'''
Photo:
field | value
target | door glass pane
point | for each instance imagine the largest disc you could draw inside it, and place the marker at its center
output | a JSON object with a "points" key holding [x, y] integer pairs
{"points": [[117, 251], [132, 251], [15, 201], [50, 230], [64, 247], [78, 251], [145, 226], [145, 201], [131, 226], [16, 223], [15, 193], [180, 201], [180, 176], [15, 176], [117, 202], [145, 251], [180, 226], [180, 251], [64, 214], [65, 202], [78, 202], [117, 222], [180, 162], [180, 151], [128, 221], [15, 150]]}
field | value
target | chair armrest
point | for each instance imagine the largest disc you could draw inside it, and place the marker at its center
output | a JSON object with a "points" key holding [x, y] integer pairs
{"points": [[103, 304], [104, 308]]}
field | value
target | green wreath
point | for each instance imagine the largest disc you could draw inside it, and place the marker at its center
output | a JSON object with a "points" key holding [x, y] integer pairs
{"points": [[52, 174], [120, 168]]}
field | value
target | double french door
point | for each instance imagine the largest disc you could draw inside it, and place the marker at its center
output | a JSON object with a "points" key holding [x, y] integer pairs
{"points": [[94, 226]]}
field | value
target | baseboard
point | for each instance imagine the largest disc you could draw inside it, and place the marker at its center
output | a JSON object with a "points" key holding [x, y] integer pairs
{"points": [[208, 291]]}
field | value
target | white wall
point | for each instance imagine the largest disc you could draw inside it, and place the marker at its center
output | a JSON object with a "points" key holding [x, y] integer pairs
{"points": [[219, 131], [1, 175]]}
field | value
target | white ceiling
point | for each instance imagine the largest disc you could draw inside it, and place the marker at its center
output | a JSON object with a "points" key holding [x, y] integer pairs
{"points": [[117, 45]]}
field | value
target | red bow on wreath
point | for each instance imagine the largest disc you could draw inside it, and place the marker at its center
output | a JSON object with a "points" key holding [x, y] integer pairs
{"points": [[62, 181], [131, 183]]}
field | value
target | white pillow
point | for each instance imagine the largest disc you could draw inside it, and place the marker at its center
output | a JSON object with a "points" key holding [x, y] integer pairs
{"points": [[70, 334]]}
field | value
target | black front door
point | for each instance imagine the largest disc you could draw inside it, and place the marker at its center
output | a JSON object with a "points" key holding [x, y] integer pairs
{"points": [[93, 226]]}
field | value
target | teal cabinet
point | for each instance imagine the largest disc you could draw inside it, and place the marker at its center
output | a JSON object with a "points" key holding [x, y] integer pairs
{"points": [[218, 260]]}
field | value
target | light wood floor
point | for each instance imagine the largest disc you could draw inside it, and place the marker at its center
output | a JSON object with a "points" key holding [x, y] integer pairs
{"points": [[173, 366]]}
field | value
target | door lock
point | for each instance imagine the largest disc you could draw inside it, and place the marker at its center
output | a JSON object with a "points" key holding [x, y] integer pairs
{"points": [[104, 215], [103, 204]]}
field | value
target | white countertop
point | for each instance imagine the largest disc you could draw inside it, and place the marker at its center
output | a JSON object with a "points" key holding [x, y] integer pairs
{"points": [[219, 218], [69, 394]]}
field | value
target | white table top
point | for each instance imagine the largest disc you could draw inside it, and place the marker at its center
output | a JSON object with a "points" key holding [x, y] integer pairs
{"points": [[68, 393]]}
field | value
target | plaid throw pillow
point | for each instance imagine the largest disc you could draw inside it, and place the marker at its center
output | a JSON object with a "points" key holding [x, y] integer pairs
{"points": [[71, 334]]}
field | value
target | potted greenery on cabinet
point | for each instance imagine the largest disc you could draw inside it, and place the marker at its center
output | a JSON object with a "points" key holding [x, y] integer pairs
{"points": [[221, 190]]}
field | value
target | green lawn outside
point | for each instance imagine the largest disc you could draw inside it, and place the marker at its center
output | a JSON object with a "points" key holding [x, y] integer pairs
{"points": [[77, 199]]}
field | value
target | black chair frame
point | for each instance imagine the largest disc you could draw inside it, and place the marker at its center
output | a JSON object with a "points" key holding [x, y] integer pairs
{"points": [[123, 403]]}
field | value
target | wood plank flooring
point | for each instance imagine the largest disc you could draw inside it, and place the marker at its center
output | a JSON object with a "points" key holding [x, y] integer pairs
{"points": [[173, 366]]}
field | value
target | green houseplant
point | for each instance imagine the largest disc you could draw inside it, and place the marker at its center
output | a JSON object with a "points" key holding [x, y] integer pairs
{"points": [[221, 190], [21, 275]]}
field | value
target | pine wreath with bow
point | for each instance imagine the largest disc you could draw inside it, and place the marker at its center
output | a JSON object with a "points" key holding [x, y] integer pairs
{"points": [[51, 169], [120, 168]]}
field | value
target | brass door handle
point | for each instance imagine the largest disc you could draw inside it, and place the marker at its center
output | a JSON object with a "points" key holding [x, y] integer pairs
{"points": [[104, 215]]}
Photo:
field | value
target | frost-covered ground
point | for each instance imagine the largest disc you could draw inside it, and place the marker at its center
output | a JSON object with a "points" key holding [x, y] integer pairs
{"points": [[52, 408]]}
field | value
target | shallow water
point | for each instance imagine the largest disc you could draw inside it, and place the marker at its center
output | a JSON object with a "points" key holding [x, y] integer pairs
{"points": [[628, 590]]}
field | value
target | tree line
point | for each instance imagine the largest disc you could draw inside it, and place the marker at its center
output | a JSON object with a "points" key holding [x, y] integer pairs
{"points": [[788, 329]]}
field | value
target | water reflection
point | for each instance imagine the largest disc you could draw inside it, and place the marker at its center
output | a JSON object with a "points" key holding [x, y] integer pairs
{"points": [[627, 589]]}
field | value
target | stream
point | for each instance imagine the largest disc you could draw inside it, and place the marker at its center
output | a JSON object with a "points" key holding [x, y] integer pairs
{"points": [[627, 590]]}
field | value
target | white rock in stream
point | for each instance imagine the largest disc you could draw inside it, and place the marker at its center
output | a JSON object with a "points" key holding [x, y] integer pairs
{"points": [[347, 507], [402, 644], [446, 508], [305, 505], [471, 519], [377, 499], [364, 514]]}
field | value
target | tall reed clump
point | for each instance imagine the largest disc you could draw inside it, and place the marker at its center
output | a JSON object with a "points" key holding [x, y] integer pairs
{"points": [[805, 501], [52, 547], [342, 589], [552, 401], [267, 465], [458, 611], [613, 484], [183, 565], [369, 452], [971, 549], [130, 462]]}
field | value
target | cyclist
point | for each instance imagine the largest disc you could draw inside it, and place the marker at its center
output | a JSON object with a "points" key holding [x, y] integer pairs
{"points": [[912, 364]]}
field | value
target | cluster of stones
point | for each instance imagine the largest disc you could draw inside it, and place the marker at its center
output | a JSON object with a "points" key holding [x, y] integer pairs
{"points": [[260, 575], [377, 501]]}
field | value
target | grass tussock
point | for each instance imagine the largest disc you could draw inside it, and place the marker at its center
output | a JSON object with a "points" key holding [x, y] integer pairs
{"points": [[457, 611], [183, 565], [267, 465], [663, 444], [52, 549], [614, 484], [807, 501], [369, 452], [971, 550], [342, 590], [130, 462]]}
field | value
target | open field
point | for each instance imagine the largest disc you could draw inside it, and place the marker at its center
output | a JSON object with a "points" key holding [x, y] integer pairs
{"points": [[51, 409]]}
'''
_WRITTEN PROBLEM_:
Find every line in the records above that contains the string "wreath" and copy each one out.

_RESULT BELOW_:
target | green wreath
target | red bow on wreath
target | pine wreath with bow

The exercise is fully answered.